### Provided records

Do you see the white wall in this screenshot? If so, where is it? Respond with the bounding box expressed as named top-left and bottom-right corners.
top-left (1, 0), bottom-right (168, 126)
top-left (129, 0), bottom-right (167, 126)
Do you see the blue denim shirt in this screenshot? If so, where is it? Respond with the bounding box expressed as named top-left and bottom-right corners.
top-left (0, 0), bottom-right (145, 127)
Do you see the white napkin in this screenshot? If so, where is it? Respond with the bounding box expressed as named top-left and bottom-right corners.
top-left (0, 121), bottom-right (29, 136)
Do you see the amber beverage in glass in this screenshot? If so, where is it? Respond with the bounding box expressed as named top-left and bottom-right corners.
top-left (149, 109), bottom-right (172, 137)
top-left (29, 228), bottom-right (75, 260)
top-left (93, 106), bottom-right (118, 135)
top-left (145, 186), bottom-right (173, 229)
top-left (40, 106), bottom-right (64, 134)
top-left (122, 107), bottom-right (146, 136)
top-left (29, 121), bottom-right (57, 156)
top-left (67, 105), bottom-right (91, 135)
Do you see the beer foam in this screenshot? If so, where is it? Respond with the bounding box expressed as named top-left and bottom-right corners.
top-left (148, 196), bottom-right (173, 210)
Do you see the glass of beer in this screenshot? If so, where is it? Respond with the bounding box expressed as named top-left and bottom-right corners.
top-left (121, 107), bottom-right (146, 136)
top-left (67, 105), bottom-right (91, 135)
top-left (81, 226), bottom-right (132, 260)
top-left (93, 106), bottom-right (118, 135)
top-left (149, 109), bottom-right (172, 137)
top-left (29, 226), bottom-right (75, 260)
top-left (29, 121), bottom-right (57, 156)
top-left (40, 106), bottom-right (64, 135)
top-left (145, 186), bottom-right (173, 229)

### What the exercise asks
From the line holding "Do you see the beer" through the last line above, reproduce each line exactly and add nothing.

### Completed task
Do you see the beer foam in this screenshot? If so, where is it? Respond with the bounding box expressed as named top-left and bottom-right corners.
top-left (148, 196), bottom-right (173, 210)
Do you see the glass of beer in this screenshot? If so, where is it? Respond with the bounding box expressed as named top-left and bottom-right corners.
top-left (121, 107), bottom-right (146, 136)
top-left (67, 105), bottom-right (91, 135)
top-left (81, 226), bottom-right (132, 260)
top-left (93, 106), bottom-right (118, 135)
top-left (149, 109), bottom-right (172, 137)
top-left (29, 226), bottom-right (75, 260)
top-left (29, 121), bottom-right (57, 156)
top-left (40, 106), bottom-right (64, 135)
top-left (145, 186), bottom-right (173, 229)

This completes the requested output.